[List of tasks]
1. Answer these questions from the page on direct colimits:
(a) What is the heading of section 4.2.6?
(b) In Definition 4.2.6.1.1, in which category is the direct colimit taken?
(c) According to Construction 4.2.6.1.2, what kind of object is the direct colimit concretely?
2. Carry on the page on direct colimits from its last line.

--- Begin Text to read ---

Item 2 (0207) — The Clowder Project

4.2.6 Direct Colimits

Let $\webleft (X_{\alpha },f_{\alpha \beta }\webright )_{\alpha ,\beta \in I}\colon \webleft (I,\preceq \webright )\to \mathsf{Top}$ be a direct system of sets.

Definition 4.2.6.1.1 ▶ Direct Colimits of Sets

The direct colimit of $\webleft (X_{\alpha },f_{\alpha \beta }\webright )_{\alpha ,\beta \in I}$ is the direct colimit of $\webleft (X_{\alpha },f_{\alpha \beta }\webright )_{\alpha ,\beta \in I}$ in $\mathsf{Sets}$ as in , .

Construction 4.2.6.1.2 ▶ Construction of Direct Colimits of Sets

Concretely, the direct colimit of $\webleft (X_{\alpha },f_{\alpha \beta }\webright )_{\alpha ,\beta \in I}$ is the pair $\smash {\Big(\displaystyle \operatorname*{{\displaystyle \underset {\longrightarrow }{\operatorname*{\operatorname {\mathrm{colim}}}}}}_{\alpha \in I}\webleft (X_{\alpha }\webright )}$, $\smash {\left\{ \mathrm{inj}_{\alpha }\right\} _{\alpha \in I}\Big)}$ consisting of:

1.

--- End Text to read ---
--- Begin Listed entries ---

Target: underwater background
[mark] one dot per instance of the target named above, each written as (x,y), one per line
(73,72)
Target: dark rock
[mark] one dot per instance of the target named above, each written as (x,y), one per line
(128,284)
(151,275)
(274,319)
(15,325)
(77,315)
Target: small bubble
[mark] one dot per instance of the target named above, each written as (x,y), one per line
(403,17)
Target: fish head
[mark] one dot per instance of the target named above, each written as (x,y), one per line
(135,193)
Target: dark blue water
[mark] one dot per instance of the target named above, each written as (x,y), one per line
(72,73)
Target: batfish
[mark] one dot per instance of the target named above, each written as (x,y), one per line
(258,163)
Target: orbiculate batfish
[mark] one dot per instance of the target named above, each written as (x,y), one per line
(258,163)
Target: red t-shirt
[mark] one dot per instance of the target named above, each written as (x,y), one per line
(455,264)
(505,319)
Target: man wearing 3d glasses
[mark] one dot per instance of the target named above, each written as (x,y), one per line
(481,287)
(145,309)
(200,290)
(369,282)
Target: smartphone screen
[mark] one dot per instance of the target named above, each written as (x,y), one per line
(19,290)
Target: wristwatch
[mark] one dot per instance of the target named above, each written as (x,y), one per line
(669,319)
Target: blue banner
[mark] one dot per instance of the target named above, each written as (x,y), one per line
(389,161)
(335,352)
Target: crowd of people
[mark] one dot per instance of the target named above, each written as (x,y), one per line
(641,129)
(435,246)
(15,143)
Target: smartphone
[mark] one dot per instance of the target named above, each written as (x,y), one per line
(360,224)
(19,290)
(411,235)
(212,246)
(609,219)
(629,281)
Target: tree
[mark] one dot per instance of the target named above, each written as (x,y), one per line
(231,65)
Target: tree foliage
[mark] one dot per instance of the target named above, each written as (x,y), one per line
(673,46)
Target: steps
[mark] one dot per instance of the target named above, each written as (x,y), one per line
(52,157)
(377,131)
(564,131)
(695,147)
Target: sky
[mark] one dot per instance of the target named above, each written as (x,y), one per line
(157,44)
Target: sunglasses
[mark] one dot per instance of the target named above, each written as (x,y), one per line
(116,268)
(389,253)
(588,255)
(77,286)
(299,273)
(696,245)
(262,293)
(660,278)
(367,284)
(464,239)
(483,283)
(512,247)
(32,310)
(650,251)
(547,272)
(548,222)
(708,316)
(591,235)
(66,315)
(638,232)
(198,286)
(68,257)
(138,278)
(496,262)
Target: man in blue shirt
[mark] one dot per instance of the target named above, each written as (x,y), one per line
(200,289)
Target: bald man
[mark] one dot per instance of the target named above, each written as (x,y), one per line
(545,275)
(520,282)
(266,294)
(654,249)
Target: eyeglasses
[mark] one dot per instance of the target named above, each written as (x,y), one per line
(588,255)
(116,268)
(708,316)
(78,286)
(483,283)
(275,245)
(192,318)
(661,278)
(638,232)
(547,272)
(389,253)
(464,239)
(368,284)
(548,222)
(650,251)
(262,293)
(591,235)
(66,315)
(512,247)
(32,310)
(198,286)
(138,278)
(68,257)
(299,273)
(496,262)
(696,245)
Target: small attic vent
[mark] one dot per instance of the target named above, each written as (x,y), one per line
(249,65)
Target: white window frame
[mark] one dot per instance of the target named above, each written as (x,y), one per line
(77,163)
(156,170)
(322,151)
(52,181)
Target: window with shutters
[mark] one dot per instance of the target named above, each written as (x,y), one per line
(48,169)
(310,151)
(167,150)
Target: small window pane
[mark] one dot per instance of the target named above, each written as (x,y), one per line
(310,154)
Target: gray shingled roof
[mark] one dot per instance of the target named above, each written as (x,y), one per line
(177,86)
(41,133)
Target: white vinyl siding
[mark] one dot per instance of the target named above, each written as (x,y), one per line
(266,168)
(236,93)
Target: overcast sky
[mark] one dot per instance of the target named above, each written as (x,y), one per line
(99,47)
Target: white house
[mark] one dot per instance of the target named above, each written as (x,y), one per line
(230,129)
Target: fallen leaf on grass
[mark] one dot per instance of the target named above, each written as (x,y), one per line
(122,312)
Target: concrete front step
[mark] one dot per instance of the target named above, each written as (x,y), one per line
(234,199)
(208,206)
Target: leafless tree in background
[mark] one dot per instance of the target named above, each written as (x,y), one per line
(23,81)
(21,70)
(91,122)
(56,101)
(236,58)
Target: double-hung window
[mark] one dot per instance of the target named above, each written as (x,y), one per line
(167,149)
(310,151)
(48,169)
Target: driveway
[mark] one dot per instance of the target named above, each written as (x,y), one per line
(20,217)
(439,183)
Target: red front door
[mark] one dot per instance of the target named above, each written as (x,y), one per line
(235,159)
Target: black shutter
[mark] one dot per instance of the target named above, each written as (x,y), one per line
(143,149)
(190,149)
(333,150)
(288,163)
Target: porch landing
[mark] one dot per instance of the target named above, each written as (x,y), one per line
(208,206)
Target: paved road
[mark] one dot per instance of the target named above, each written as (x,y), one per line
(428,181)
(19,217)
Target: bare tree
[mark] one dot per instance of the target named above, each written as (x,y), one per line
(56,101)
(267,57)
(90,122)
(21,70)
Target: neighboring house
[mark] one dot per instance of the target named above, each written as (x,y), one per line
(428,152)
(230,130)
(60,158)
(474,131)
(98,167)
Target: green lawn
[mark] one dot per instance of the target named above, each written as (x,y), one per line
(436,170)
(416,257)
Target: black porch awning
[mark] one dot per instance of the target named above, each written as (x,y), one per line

--- End Listed entries ---

[Results for the exercise]
1.
(a) Direct Colimits
(b) Sets
(c) A pair

2.
The Colimit. The set $\displaystyle \operatorname*{{\displaystyle \underset {\longrightarrow }{\operatorname*{\operatorname {\mathrm{colim}}}}}}_{\alpha \in I}\webleft (X_{\alpha }\webright )$ defined by

\[ \operatorname*{{\displaystyle \underset {\longrightarrow }{\operatorname*{\operatorname {\mathrm{colim}}}}}}_{\alpha \in I}\webleft (X_{\alpha }\webright )\mathrel {\smash {\overset {\mathclap {\scriptscriptstyle \text{def}}}=}}\left.\left(\coprod _{\alpha \in I}X_{\alpha }\right)\middle /\mathord {\sim }\right., \]

where $\mathord {\sim }$ is the equivalence relation on $\coprod _{\alpha \in I}X_{\alpha }$ generated by declaring $\webleft (\alpha ,x\webright )\sim \webleft (\beta ,y\webright )$ iff there exists some $\gamma \in I$ satisfying the following conditions:
1. (a)
  We have $\alpha \preceq \gamma $.
2. (b)
  We have $\beta \preceq \gamma $.
3. (c)
  We have $f_{\alpha \gamma }\webleft (x\webright )=f_{\beta \gamma }\webleft (y\webright )$.
2.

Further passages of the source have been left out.